* [INSTRUCTIONS FOR THE TASK] Copy each entry below back verbatim, leaving every line unchanged.

* [PROVIDED INFORMATION]
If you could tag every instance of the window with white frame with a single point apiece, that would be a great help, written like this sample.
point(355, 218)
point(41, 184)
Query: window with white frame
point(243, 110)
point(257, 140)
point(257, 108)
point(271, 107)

* [IN RESPONSE]
If you could tag every instance of the window with white frame with a single point apiece, that would be a great help, written like this sample.
point(355, 218)
point(41, 184)
Query: window with white frame
point(243, 110)
point(257, 140)
point(257, 108)
point(271, 107)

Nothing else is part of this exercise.